** START OF Dataset extract **

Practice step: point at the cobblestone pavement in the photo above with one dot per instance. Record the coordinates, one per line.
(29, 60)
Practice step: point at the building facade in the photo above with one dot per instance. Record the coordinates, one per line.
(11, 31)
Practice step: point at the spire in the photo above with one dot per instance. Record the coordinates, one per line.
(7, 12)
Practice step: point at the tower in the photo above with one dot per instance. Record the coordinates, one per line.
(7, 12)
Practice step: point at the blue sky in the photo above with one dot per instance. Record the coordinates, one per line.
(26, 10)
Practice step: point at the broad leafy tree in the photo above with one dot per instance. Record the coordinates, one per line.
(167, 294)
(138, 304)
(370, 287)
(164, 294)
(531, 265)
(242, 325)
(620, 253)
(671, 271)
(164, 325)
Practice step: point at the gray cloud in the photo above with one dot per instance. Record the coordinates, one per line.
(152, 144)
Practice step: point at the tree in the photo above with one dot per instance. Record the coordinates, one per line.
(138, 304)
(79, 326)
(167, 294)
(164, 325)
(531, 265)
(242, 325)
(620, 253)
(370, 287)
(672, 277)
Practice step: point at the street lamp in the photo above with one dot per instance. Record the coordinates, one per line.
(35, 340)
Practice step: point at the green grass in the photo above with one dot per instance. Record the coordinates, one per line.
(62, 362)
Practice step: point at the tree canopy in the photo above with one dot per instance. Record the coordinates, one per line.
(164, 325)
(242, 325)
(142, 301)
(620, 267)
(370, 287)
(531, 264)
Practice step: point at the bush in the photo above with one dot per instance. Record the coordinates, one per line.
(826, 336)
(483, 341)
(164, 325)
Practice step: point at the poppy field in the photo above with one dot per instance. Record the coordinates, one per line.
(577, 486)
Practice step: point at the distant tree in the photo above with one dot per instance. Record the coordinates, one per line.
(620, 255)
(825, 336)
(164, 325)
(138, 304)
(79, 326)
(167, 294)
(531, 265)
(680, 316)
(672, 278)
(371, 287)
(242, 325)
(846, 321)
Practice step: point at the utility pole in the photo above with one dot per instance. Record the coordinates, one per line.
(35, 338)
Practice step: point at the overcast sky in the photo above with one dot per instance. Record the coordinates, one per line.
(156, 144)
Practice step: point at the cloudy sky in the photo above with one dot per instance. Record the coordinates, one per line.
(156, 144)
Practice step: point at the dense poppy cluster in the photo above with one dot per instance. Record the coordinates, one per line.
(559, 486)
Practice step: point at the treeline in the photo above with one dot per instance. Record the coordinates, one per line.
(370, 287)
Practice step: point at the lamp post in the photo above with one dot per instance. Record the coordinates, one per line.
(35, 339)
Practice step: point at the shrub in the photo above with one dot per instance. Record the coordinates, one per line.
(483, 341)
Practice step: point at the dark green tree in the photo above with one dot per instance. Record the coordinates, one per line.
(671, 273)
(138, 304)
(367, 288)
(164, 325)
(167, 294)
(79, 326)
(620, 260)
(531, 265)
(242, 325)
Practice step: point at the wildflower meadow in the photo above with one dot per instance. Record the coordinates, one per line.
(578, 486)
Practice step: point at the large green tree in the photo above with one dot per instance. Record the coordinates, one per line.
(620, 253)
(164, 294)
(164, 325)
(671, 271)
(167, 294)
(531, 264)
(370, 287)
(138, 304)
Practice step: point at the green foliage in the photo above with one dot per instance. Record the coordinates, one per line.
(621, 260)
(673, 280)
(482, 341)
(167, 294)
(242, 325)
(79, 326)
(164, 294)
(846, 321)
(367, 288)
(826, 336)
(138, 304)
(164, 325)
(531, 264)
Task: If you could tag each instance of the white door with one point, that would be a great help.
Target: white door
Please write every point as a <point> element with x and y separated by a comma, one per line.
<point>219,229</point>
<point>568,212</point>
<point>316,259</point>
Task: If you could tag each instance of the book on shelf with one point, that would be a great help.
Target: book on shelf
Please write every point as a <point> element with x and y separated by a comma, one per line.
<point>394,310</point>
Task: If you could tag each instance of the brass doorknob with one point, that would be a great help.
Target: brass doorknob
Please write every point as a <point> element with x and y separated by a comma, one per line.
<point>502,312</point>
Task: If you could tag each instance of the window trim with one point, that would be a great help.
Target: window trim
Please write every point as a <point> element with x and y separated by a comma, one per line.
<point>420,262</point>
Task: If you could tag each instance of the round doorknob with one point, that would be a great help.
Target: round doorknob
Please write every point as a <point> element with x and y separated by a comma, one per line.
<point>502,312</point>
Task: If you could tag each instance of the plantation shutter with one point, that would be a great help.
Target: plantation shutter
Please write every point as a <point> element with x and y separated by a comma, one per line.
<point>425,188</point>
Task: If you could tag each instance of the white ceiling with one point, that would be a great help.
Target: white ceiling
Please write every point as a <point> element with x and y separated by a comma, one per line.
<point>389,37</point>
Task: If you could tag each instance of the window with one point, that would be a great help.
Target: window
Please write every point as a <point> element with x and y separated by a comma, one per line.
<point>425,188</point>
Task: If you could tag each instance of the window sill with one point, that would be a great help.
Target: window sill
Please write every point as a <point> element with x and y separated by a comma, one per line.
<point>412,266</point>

** END OF Dataset extract **

▶ _Exercise requirements_: Reproduce all of the material above line for line, keeping every character unchanged.

▶ _Written answer_:
Practice step: point at the cobblestone pavement in the photo above with one dot per instance. Record the coordinates, one per line.
(29, 60)
Practice step: point at the building facade in the photo above with one dot per instance. Record the coordinates, one per line.
(11, 31)
Practice step: point at the spire in the photo above with one dot per instance. Record the coordinates, one per line.
(7, 12)
Practice step: point at the tower in the photo above with one dot per instance. Record the coordinates, one per line.
(7, 12)
Practice step: point at the blue sky in the photo above with one dot per instance. Record the coordinates, one per line.
(26, 10)
Practice step: point at the broad leafy tree in the photo above with one dot per instance. Record the coordinates, one per line.
(167, 294)
(138, 304)
(370, 287)
(164, 294)
(531, 265)
(242, 325)
(620, 253)
(671, 271)
(164, 325)
Practice step: point at the gray cloud in the photo above with one dot per instance. Record the coordinates, one per line.
(152, 144)
Practice step: point at the tree in the photo above with one dot per instance. Record the coordinates, one per line.
(138, 304)
(79, 326)
(167, 294)
(164, 325)
(531, 265)
(242, 325)
(620, 253)
(370, 287)
(672, 277)
Practice step: point at the street lamp in the photo above with one dot per instance. Record the coordinates, one per line.
(35, 340)
Practice step: point at the green grass in the photo above with one dot per instance. Record the coordinates, one per line.
(62, 362)
Practice step: point at the tree canopy in the photo above with one dot per instance. Record the coordinates, one per line.
(164, 325)
(242, 325)
(142, 301)
(620, 267)
(370, 287)
(531, 264)
Practice step: point at the bush in the photo above with one dot per instance. Record the coordinates, one per line.
(826, 336)
(483, 341)
(164, 325)
Practice step: point at the poppy field in the photo above with one dot per instance. Record the coordinates, one per line.
(577, 486)
Practice step: point at the distant tree in the photo above with one dot per instance. Record the coordinates, one per line.
(620, 255)
(825, 336)
(164, 325)
(138, 304)
(79, 326)
(167, 294)
(531, 265)
(680, 316)
(672, 278)
(371, 287)
(242, 325)
(846, 321)
Practice step: point at the utility pole in the photo above with one dot per instance. Record the coordinates, one per line.
(35, 338)
Practice step: point at the overcast sky in the photo above with one dot per instance. Record the coordinates, one per line.
(156, 144)
Practice step: point at the cloudy sky in the photo above with one dot per instance. Record the coordinates, one per line.
(156, 144)
Practice step: point at the dense poppy cluster in the photo above with one dot per instance. Record the coordinates, one per line.
(559, 486)
Practice step: point at the treeline in the photo above with one dot per instance. Record the coordinates, one per line.
(370, 287)
Practice step: point at the lamp post in the photo above with one dot per instance. Record the coordinates, one per line.
(35, 339)
Practice step: point at the shrub in the photo above with one dot per instance. Record the coordinates, one per line.
(483, 341)
Practice step: point at the dark green tree in the photo above with one dot per instance. Record the coordinates, one per line.
(671, 273)
(138, 304)
(367, 288)
(164, 325)
(167, 294)
(79, 326)
(620, 260)
(531, 265)
(242, 325)
Practice step: point at the wildflower meadow in the photo above with one dot per instance. Record the coordinates, one per line.
(578, 486)
Practice step: point at the large green tree in the photo above with one dot per instance. Record the coordinates, one per line.
(620, 253)
(164, 294)
(164, 325)
(671, 271)
(167, 294)
(531, 264)
(370, 287)
(138, 304)
Practice step: point at the green foliage in the photo above with one dot per instance. Record the coordinates, one per line.
(621, 260)
(673, 280)
(482, 341)
(167, 294)
(242, 325)
(79, 326)
(164, 294)
(846, 321)
(367, 288)
(826, 336)
(138, 304)
(164, 325)
(531, 264)
Task: If you could tag each instance of the white door with one point, that would be a great help.
Target: white door
Please write every point as a <point> element with x and y separated by a comma, one per line.
<point>219,229</point>
<point>568,212</point>
<point>316,259</point>
Task: If you could tag each instance of the book on shelf with one point, that would be a great help.
Target: book on shelf
Please write every point as a <point> element with x and y separated by a comma, one per line.
<point>394,310</point>
Task: If you could tag each instance of the brass doorknob with one point, that would be a great help.
Target: brass doorknob
Please write every point as a <point> element with x and y separated by a comma, one per line.
<point>502,312</point>
Task: If you could tag each instance of the window trim with one point, that would be a great help.
Target: window trim
Please write every point as a <point> element with x and y separated by a comma, one per line.
<point>420,262</point>
Task: If you could tag each instance of the round doorknob with one point, that would be a great help.
Target: round doorknob
Please write every point as a <point> element with x and y separated by a comma, one per line.
<point>502,312</point>
Task: If you could tag each instance of the plantation shutter with one point, that would be a great help.
Target: plantation shutter
Please write every point as a <point> element with x and y separated by a comma, one per line.
<point>425,188</point>
Task: If you could tag each instance of the white ceiling with one point, that would be a great help.
Target: white ceiling
Please write every point as a <point> element with x and y separated by a comma, one per line.
<point>389,37</point>
Task: If you could tag each instance of the window with one point, that would be a great help.
Target: window
Please write every point as a <point> element with x and y separated by a comma, one per line.
<point>425,188</point>
Task: If you could tag each instance of the window sill with one point, that would be a great help.
Target: window sill
Please write every point as a <point> element with x and y separated by a comma, one per line.
<point>412,266</point>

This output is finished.